_TASK DETAILS_: Copy out the records below, replacing every "job" with "task" and leaving everything else as it is.

## BEGIN SOURCE DATA

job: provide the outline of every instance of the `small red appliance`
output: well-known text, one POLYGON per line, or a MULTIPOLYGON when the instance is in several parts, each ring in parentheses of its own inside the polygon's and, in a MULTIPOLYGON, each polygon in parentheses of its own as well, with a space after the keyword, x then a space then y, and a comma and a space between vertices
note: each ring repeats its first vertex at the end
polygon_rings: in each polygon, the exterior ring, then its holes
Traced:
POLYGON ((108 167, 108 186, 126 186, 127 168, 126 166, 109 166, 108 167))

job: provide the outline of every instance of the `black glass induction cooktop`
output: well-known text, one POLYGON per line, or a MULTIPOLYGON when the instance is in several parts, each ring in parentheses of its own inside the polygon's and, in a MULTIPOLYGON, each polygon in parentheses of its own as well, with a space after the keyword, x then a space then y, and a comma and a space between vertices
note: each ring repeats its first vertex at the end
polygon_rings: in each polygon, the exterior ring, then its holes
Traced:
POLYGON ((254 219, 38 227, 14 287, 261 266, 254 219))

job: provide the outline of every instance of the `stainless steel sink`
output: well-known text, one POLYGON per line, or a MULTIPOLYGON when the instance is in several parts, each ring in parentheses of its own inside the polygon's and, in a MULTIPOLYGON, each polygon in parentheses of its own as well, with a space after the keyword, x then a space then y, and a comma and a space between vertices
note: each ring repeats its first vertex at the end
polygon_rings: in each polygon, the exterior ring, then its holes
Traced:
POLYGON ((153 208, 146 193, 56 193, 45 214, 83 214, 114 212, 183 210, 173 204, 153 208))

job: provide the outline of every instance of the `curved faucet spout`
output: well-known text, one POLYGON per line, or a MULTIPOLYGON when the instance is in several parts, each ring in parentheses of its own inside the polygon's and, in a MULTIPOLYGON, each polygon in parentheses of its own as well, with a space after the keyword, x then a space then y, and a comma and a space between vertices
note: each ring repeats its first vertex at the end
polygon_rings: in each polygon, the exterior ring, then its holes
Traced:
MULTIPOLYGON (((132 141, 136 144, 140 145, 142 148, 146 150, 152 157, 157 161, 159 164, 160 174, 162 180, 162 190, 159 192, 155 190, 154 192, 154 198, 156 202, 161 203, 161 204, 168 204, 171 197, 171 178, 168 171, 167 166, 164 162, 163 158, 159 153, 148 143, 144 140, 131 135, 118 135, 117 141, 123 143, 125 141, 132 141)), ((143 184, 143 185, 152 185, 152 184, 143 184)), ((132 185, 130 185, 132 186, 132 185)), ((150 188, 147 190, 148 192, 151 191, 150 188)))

## END SOURCE DATA

_THE OUTPUT_:
task: provide the outline of every instance of the `small red appliance`
output: well-known text, one POLYGON per line, or a MULTIPOLYGON when the instance is in several parts, each ring in parentheses of its own inside the polygon's and, in a MULTIPOLYGON, each polygon in parentheses of its own as well, with a space after the keyword, x then a space then y, and a comma and a space between vertices
note: each ring repeats its first vertex at the end
polygon_rings: in each polygon, the exterior ring, then its holes
Traced:
POLYGON ((108 167, 108 186, 126 186, 127 168, 126 166, 109 166, 108 167))

task: provide the outline of every instance of the `black glass induction cooktop`
output: well-known text, one POLYGON per line, or a MULTIPOLYGON when the instance is in several parts, each ring in parentheses of its own inside the polygon's and, in a MULTIPOLYGON, each polygon in parentheses of its own as well, with a space after the keyword, x then a space then y, and a comma and a space between vertices
note: each ring repeats its first vertex at the end
polygon_rings: in each polygon, the exterior ring, then its holes
Traced:
POLYGON ((254 219, 38 227, 14 287, 261 266, 254 219))

task: provide the outline of every instance of the `stainless steel sink`
output: well-known text, one POLYGON per line, or a MULTIPOLYGON when the instance is in several parts, each ring in parentheses of its own inside the polygon's and, in a MULTIPOLYGON, each polygon in parentheses of its own as well, with a space after the keyword, x then a space then y, and a comma and a space between vertices
note: each ring repeats its first vertex at the end
polygon_rings: in each polygon, the exterior ring, then its holes
Traced:
POLYGON ((153 208, 146 193, 56 193, 45 214, 83 214, 114 212, 183 210, 173 204, 153 208))

task: provide the outline of every instance of the `curved faucet spout`
output: well-known text, one POLYGON per line, or a MULTIPOLYGON when the instance is in several parts, each ring in parentheses of its own inside the polygon's and, in a MULTIPOLYGON, each polygon in parentheses of its own as well, with a space after the keyword, x then a space then y, and a comma and a space between vertices
note: each ring repeats its first vertex at the end
polygon_rings: in each polygon, the exterior ring, then its holes
Traced:
MULTIPOLYGON (((132 141, 136 144, 140 145, 142 148, 146 150, 152 157, 157 161, 159 164, 160 174, 162 180, 162 190, 159 192, 155 190, 154 192, 154 198, 156 202, 161 203, 161 204, 168 204, 171 197, 171 178, 168 171, 167 166, 164 162, 163 158, 159 153, 148 143, 144 140, 131 135, 118 135, 117 141, 123 143, 125 141, 132 141)), ((143 184, 143 185, 152 185, 152 184, 143 184)), ((132 185, 130 185, 132 186, 132 185)), ((150 188, 147 190, 148 192, 151 191, 150 188)))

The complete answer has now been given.